### RECORDS SHOWN
□ □ □ □

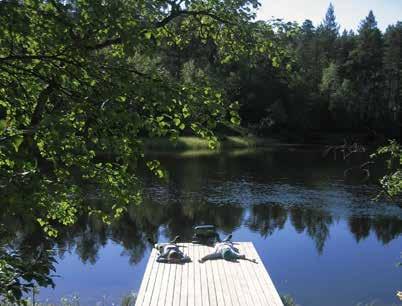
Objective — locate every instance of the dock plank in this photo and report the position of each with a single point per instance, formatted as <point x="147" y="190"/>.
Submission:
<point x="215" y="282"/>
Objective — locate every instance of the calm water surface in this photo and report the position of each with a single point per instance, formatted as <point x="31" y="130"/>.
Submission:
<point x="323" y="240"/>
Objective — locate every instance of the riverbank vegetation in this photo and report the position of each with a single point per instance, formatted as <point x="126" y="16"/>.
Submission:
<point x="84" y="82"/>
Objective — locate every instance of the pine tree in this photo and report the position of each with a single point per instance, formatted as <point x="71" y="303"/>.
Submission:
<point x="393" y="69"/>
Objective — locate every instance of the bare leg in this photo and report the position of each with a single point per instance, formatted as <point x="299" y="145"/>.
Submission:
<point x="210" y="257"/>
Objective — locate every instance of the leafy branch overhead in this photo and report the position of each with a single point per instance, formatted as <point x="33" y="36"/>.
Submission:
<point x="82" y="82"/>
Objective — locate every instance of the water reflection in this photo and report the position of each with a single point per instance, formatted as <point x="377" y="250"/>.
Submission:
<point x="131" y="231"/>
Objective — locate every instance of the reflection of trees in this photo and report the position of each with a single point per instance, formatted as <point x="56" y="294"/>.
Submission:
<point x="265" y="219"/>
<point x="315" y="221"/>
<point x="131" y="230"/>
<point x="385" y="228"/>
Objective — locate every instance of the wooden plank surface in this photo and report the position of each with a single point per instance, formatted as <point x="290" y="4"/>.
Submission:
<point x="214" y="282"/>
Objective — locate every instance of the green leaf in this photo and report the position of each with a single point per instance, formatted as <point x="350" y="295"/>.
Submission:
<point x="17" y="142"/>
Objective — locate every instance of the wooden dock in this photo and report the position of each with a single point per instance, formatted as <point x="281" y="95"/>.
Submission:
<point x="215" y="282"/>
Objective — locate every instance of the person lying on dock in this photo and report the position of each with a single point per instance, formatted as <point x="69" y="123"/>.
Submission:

□ □ □ □

### PROBLEM TO SOLVE
Reproduce the material in its entirety and word for word, without the pictures.

### FINISHED TASK
Objective — locate every instance of the dock plank in this photo and report the position of each with a single point per instance, formatted as <point x="147" y="190"/>.
Submission:
<point x="215" y="282"/>
Objective — locate every instance of the calm water surface in this photo and report the position of each with a single point per instance, formatted as <point x="31" y="130"/>.
Submission:
<point x="323" y="240"/>
Objective — locate every instance of the riverbank vegetation in this photo and report the position of each with a single point per instance, formatted as <point x="126" y="16"/>.
Submission:
<point x="84" y="82"/>
Objective — locate every instance of the pine tree in this photo and report the position of each with a single point per instance, formatted as <point x="71" y="303"/>.
Submission:
<point x="393" y="69"/>
Objective — locate every instance of the bare leg in this photo and report the position of each with a single point per instance, formatted as <point x="299" y="145"/>.
Submission:
<point x="210" y="257"/>
Objective — locate every instance of the leafy branch overhead in this photo and report the position of each with a single point per instance, formatted as <point x="33" y="36"/>.
Submission:
<point x="82" y="82"/>
Objective — locate every instance of the water reflection in this photo and report the position of each with a single point per instance, formatted as <point x="377" y="250"/>.
Submission:
<point x="131" y="231"/>
Objective — locate every instance of the reflection of trees in this photo and report the position of each with a single point per instance, formatted as <point x="56" y="294"/>.
Submission:
<point x="265" y="219"/>
<point x="315" y="221"/>
<point x="131" y="230"/>
<point x="385" y="228"/>
Objective — locate every instance of the wooden plank surface in this photo and report the position of each with a single point per instance, formatted as <point x="290" y="4"/>.
Submission:
<point x="214" y="282"/>
Objective — locate every instance of the green leaf in this photo and report the position of each with a single point per instance, formatted as <point x="350" y="295"/>.
Submission:
<point x="17" y="142"/>
Objective — locate every instance of the wooden dock in this photo and report the position of each with a single point per instance, formatted as <point x="281" y="95"/>.
Submission:
<point x="215" y="282"/>
Objective — locate every instance of the person lying on dock in this photo and report the position of each with a single point per instance, formatted as <point x="69" y="123"/>.
Submission:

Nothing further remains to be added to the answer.